- The exercise -
Copy the lines of the records below word for word, beginning at the line containing "Could you point out the blue" and ending after the line containing "<point>335,329</point>".

Excerpts of location labeling data:
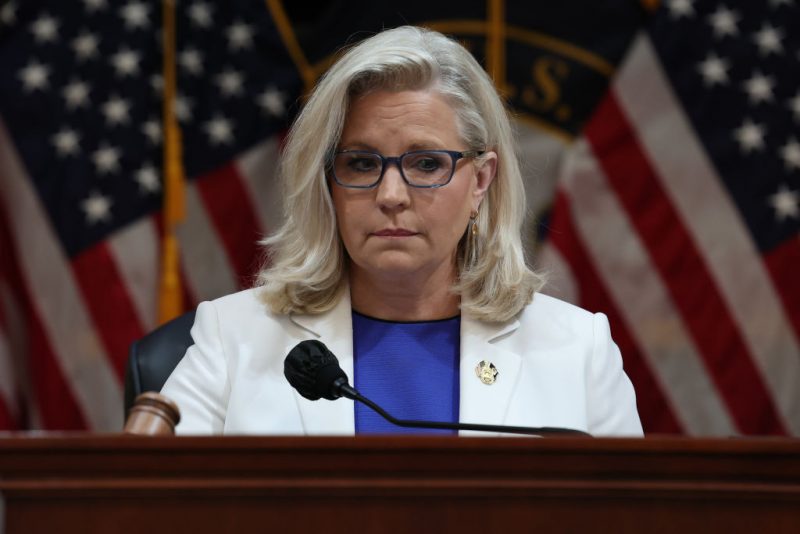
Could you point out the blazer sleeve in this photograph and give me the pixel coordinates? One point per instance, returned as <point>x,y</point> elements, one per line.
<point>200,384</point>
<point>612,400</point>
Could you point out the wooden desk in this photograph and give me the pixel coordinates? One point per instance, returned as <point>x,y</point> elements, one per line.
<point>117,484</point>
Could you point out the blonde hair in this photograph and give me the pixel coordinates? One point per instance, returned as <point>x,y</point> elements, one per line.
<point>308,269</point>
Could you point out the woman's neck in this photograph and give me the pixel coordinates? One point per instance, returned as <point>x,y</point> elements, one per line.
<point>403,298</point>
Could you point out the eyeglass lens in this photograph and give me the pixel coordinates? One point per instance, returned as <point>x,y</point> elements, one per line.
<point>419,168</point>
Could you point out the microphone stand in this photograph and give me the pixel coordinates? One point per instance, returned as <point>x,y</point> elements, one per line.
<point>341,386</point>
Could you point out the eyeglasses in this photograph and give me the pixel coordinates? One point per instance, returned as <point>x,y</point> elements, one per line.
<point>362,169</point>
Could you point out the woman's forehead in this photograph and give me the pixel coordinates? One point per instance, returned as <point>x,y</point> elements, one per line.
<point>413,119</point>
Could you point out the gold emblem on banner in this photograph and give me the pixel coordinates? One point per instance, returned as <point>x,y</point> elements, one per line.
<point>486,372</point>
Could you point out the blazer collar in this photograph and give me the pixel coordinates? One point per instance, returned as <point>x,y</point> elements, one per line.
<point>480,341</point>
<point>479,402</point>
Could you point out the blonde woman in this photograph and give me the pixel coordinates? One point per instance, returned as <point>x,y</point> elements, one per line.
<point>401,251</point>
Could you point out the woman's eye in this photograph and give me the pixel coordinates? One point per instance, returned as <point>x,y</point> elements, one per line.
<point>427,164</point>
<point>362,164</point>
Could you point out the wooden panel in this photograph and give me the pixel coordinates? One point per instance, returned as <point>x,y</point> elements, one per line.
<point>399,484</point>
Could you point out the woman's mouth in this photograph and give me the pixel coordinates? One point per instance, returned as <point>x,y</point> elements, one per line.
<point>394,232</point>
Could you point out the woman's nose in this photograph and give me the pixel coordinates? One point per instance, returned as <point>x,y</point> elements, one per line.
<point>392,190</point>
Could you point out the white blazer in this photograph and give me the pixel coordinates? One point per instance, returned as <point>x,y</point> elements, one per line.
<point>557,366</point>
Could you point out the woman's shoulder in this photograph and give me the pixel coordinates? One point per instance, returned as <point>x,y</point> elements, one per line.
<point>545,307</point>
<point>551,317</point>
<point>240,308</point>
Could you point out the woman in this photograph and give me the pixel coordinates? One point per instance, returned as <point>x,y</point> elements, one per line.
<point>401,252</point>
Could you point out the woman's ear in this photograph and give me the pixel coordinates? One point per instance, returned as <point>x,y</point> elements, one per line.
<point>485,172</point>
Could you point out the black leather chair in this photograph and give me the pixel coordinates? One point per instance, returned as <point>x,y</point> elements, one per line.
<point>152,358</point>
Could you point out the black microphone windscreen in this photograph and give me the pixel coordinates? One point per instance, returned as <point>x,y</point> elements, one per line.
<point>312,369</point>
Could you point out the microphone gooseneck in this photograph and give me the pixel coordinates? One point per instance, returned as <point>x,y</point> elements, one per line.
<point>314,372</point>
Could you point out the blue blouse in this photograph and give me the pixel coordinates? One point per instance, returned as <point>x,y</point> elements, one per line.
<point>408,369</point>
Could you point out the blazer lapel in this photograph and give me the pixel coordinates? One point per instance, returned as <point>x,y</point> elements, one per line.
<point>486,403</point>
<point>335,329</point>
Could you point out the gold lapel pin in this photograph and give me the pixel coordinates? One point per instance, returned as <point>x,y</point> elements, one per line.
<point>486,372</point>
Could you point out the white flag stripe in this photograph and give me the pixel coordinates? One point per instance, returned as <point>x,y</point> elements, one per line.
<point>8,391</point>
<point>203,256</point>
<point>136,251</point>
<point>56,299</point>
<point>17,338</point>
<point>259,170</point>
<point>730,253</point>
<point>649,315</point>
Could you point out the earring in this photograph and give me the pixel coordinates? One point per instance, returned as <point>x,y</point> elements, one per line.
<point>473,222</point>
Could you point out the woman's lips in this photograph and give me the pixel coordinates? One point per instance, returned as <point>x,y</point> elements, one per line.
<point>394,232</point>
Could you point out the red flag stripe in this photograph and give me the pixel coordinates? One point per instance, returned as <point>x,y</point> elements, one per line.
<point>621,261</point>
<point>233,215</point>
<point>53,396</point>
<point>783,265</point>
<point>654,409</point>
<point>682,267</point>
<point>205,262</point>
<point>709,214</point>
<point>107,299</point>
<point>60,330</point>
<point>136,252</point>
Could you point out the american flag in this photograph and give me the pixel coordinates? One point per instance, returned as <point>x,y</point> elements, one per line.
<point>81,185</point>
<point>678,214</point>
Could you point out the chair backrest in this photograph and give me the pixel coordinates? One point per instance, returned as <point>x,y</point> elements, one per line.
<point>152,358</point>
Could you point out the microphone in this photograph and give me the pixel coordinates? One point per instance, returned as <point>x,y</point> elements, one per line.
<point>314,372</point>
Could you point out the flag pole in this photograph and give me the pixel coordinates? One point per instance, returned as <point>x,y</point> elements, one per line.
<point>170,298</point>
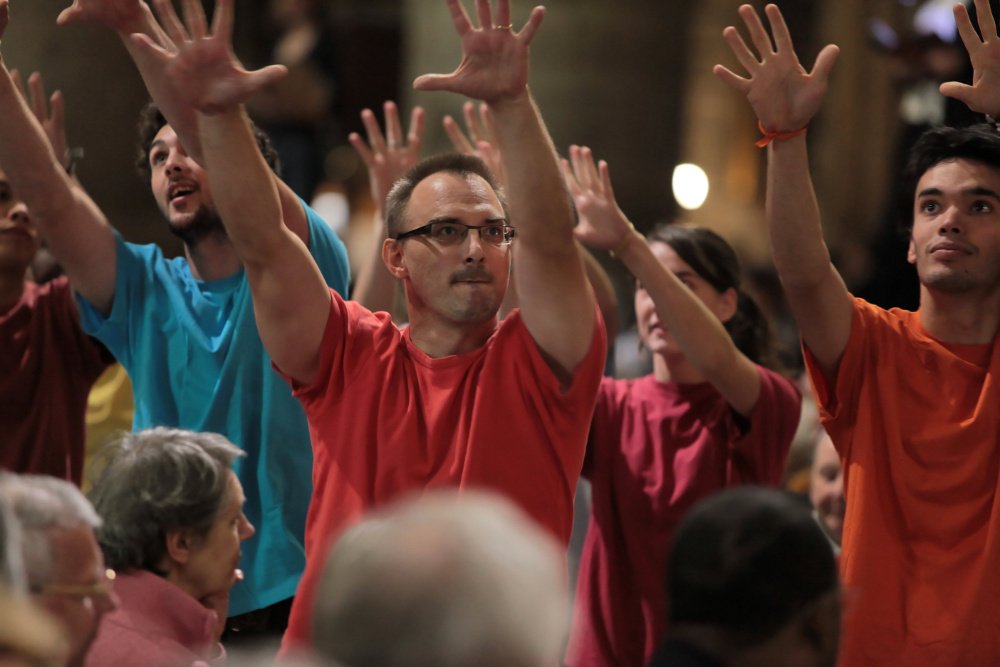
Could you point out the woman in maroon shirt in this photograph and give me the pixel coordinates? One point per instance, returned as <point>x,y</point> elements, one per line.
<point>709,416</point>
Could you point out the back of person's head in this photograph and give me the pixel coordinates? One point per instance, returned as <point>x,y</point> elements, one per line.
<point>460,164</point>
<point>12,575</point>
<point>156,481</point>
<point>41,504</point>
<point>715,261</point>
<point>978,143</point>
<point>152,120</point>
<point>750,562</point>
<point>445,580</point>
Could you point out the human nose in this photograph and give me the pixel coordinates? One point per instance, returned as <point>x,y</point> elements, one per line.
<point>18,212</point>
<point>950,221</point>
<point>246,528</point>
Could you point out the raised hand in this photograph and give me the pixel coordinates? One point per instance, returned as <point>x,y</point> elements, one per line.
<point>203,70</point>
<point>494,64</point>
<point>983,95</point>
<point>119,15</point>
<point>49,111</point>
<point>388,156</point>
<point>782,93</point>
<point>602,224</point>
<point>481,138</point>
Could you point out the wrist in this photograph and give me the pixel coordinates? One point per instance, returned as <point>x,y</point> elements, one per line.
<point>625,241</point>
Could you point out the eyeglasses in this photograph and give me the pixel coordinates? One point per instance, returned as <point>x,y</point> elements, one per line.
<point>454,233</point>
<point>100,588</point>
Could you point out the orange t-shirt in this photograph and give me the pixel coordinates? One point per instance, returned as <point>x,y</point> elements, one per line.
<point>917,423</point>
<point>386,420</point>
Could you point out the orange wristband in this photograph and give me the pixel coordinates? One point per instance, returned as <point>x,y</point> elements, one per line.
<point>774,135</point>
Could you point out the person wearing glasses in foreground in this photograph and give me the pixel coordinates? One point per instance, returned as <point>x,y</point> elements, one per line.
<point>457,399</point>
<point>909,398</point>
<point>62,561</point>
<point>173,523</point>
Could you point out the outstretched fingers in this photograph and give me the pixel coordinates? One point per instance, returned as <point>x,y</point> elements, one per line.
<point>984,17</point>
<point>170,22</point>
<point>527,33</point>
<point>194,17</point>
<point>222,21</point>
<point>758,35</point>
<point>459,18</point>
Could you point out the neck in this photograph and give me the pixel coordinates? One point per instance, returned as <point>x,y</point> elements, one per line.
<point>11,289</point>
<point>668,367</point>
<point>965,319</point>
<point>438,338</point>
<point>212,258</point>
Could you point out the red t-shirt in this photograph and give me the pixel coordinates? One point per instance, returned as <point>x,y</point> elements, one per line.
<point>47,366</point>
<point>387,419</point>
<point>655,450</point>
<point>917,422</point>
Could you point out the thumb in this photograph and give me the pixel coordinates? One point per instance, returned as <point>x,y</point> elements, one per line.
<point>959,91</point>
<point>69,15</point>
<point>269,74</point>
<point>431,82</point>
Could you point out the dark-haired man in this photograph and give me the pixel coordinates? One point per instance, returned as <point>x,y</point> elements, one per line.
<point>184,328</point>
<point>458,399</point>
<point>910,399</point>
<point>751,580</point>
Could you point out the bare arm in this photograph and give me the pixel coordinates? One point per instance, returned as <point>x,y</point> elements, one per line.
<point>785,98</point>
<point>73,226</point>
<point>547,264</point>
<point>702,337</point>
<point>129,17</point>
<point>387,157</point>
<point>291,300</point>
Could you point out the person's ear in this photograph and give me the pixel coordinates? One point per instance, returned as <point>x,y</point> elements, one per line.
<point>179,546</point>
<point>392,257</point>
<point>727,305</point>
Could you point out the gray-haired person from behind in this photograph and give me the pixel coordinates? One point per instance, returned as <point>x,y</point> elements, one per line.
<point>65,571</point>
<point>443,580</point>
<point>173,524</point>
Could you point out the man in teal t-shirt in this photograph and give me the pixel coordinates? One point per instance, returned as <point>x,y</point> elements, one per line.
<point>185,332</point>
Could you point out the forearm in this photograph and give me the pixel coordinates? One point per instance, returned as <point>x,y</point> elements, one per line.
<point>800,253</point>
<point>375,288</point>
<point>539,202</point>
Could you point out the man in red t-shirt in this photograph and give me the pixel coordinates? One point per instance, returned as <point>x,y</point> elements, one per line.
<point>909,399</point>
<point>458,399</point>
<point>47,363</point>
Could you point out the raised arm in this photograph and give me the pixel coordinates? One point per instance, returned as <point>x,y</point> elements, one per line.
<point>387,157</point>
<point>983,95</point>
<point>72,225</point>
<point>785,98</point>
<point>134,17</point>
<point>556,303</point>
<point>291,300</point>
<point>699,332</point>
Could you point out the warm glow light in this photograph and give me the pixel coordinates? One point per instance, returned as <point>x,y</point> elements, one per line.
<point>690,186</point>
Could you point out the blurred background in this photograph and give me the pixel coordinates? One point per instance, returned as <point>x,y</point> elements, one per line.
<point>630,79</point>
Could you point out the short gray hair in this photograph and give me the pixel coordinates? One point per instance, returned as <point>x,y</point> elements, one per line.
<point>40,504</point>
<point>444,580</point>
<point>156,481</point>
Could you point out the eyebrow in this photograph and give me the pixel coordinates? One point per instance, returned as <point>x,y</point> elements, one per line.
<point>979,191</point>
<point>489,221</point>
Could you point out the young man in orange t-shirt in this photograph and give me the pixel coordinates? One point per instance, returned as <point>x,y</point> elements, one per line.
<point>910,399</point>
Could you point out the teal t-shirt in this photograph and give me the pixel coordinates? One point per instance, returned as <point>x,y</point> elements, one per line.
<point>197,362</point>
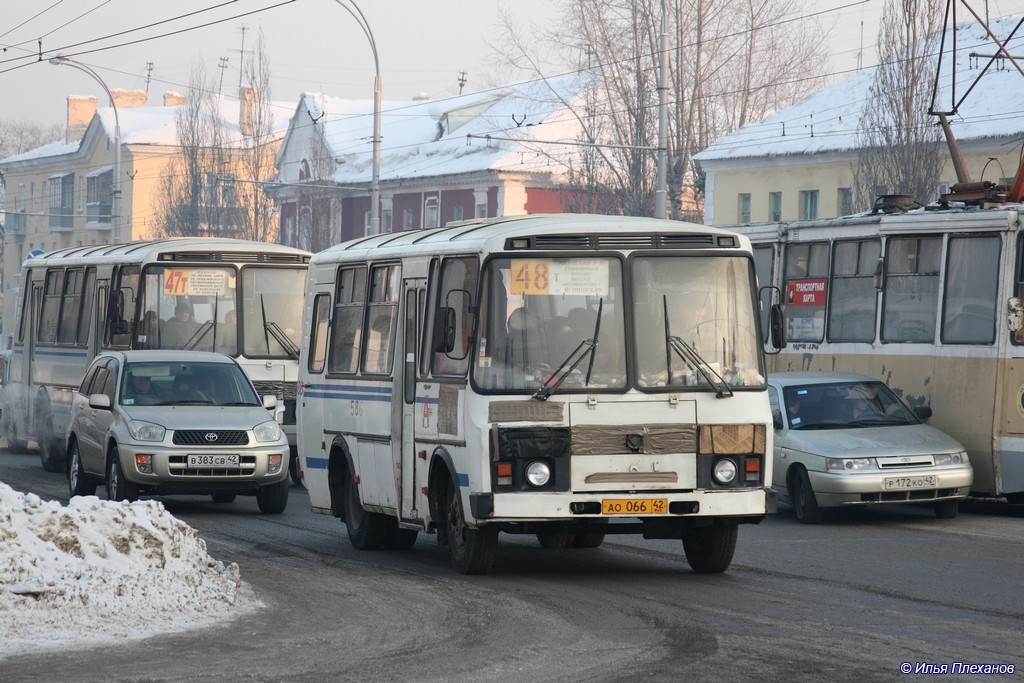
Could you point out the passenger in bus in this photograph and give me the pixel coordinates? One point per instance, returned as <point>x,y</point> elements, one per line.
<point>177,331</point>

- Result for this exercise -
Could you point out the blue blouse in this photograph and give me the pixel coordinates? One point per instance, returned as <point>x,y</point> elements, one per line.
<point>408,369</point>
Could you point out the blazer lapel in this photograph and give me the pixel coordinates? One point per instance, returned as <point>x,y</point> elements, one per line.
<point>486,403</point>
<point>335,329</point>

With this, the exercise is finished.